**Problem details**
Recast every line of the entries below as a JSON list of strings, one string per line, leaving out any blank lines.

**Input**
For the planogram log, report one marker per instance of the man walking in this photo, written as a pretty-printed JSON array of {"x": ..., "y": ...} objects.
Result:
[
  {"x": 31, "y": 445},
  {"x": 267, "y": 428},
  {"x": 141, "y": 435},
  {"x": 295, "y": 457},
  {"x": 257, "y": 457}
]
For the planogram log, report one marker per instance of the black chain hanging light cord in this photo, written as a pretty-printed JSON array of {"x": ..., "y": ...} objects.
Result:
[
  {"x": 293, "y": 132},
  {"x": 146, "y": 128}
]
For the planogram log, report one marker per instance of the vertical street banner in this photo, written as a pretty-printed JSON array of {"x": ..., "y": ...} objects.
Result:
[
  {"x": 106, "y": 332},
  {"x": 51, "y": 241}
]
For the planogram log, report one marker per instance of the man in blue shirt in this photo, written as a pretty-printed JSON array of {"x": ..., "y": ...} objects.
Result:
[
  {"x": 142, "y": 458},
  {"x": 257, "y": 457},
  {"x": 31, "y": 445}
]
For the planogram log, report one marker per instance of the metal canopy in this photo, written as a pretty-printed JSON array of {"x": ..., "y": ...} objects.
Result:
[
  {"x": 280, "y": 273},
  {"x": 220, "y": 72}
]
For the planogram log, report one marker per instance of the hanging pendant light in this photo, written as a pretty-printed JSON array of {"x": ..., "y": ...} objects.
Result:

**Answer in full**
[
  "For the planogram log, report one marker per instance of the man walking in this photo, written as a pretty-printed JSON array of {\"x\": ..., \"y\": ...} objects.",
  "Result:",
  "[",
  "  {\"x\": 31, \"y\": 445},",
  "  {\"x\": 267, \"y\": 428},",
  "  {\"x\": 141, \"y\": 435},",
  "  {\"x\": 295, \"y\": 457},",
  "  {\"x\": 257, \"y\": 457}",
  "]",
  "For the planogram log, report one marker per instance of the black chain hanging light cord in this photo, written as a pretty-printed JSON array of {\"x\": ..., \"y\": ...} objects.",
  "Result:",
  "[",
  "  {\"x\": 293, \"y\": 132},",
  "  {\"x\": 146, \"y\": 128}",
  "]",
  "For the planogram log, report one marker per instance of the vertical street banner in this photo, written as a pretty-printed JSON array of {\"x\": ..., \"y\": ...} objects.",
  "Result:",
  "[",
  "  {\"x\": 106, \"y\": 332},",
  "  {\"x\": 51, \"y\": 241}",
  "]",
  "For the planogram log, report one marker per instance of the man in blue shirt in this photo, written as a pretty-printed JSON array of {\"x\": ..., \"y\": ...} objects.",
  "Result:",
  "[",
  "  {\"x\": 142, \"y\": 458},",
  "  {\"x\": 257, \"y\": 457},",
  "  {\"x\": 31, \"y\": 445}",
  "]",
  "For the planogram log, report one marker per instance of the metal canopy in this photo, written as a pretty-printed JSON array of {\"x\": ..., \"y\": ...} objects.",
  "Result:",
  "[",
  "  {\"x\": 280, \"y\": 273},",
  "  {\"x\": 220, \"y\": 72}",
  "]",
  "For the planogram log, report one marker per instance of the hanging pendant light in this photo, written as a pretty-printed JSON array of {\"x\": ..., \"y\": ...} objects.",
  "Result:"
]